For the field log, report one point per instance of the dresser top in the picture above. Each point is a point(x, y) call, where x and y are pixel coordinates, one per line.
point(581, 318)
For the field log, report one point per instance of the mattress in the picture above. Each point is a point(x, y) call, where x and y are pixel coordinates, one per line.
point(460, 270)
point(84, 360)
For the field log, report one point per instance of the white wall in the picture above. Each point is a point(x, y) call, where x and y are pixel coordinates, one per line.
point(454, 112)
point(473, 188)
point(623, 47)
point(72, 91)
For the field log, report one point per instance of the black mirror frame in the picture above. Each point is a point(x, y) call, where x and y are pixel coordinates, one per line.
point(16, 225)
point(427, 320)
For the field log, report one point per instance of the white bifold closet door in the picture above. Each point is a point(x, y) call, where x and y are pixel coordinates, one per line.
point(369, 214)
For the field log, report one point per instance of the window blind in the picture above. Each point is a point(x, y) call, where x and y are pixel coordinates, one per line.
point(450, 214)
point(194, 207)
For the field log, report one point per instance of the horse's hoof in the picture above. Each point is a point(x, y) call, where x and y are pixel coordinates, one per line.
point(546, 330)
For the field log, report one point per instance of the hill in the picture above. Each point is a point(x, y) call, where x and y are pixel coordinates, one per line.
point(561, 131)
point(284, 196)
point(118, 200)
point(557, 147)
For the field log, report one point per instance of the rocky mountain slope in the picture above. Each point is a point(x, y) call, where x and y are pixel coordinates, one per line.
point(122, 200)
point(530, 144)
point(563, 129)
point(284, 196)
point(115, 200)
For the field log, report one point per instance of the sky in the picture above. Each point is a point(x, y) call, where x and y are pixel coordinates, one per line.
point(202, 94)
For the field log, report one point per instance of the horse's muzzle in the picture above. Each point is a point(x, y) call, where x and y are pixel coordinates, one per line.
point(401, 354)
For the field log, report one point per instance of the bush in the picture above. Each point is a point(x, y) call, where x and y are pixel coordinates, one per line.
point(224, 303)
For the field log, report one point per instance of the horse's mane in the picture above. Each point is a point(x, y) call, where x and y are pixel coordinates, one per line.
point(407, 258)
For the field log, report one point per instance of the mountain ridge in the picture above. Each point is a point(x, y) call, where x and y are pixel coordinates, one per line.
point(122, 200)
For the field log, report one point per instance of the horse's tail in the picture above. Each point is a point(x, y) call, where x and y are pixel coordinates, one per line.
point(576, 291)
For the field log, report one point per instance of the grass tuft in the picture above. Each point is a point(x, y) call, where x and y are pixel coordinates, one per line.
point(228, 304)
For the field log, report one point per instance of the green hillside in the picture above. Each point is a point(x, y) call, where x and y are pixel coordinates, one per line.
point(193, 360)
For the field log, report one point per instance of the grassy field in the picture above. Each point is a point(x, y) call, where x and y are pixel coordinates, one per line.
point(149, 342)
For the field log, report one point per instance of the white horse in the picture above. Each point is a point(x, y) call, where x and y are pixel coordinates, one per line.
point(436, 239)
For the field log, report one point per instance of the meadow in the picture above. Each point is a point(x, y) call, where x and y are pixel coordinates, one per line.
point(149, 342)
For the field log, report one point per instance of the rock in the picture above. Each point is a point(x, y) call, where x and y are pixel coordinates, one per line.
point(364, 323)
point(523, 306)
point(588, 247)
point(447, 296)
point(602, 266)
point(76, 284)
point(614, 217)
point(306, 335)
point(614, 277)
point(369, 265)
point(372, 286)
•••
**РАБОЧАЯ ЗАДАЧА:**
Дословно перепишите строки данных, начиная со строки, содержащей «of the rocky», и до строки, содержащей «point(224, 303)», включая обе граничные строки.

**ОТВЕТ К ЗАДАЧЕ:**
For the field log, report one point per instance of the rocky mountain slope in the picture above. Each point is a point(x, y) call, where x and y are pixel coordinates, one per line.
point(122, 200)
point(530, 144)
point(563, 129)
point(284, 196)
point(115, 200)
For the field log, report one point per instance of the sky in the picture above. Each point is a point(x, y) call, where x and y are pixel coordinates, one per line.
point(202, 94)
For the field log, report one point per instance of the horse's muzzle in the picture above. Each point is a point(x, y) call, where x and y are pixel coordinates, one per line.
point(401, 354)
For the field log, report one point per instance of the bush in the picture above. Each point is a point(x, y) call, where x and y are pixel coordinates, one per line.
point(224, 303)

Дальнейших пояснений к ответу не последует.